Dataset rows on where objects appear
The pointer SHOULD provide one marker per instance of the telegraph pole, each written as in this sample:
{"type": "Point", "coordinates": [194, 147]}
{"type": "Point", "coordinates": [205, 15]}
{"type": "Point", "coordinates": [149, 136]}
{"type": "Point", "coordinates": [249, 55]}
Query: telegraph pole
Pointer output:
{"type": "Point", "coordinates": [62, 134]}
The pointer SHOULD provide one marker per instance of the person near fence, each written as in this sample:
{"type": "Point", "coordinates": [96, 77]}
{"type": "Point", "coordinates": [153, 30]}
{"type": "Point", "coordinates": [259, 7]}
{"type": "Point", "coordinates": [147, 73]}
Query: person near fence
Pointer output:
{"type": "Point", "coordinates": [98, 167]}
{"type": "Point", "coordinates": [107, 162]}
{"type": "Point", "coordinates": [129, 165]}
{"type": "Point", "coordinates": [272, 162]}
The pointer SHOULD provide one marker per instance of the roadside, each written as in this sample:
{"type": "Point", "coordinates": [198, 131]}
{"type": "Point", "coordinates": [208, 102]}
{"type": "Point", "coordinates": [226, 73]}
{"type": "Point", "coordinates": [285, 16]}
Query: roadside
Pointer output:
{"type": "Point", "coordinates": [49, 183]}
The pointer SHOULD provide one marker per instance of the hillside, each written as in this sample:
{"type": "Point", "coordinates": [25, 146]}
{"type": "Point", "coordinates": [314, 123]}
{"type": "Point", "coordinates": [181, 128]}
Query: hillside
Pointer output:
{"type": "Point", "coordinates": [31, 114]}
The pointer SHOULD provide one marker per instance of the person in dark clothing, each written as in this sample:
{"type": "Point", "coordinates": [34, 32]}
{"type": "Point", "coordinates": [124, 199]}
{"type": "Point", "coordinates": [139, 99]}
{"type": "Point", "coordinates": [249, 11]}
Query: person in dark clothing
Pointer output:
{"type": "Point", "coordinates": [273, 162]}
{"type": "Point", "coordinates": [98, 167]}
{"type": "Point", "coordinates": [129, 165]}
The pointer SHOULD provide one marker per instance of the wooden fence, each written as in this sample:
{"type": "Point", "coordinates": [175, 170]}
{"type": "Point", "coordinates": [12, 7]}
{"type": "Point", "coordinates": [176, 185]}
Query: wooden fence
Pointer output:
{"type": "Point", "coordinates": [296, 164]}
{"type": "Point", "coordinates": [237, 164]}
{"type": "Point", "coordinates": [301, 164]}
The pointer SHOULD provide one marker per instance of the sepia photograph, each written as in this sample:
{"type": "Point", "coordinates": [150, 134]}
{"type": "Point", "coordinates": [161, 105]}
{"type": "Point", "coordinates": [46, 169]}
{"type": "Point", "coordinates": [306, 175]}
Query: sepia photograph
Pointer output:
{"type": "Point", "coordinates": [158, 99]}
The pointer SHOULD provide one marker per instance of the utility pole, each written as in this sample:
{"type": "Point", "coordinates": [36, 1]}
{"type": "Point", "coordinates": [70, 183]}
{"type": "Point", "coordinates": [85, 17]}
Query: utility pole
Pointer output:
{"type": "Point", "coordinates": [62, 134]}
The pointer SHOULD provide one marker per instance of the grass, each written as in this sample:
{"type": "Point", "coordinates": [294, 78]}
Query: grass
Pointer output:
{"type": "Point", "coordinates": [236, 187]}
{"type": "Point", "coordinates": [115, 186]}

▶ _Set problem_
Give back, unchanged, every line from the one with "of the utility" to the end of the entries above.

▶ _Result for this task_
The pointer SHOULD provide one marker per instance of the utility pole, each written as in this sample:
{"type": "Point", "coordinates": [36, 1]}
{"type": "Point", "coordinates": [70, 183]}
{"type": "Point", "coordinates": [85, 17]}
Query: utility pole
Pointer output:
{"type": "Point", "coordinates": [62, 134]}
The pointer SHOULD provide one marker per instance of the grass, each written as in this sample:
{"type": "Point", "coordinates": [294, 78]}
Query: grass
Pointer output:
{"type": "Point", "coordinates": [236, 187]}
{"type": "Point", "coordinates": [115, 186]}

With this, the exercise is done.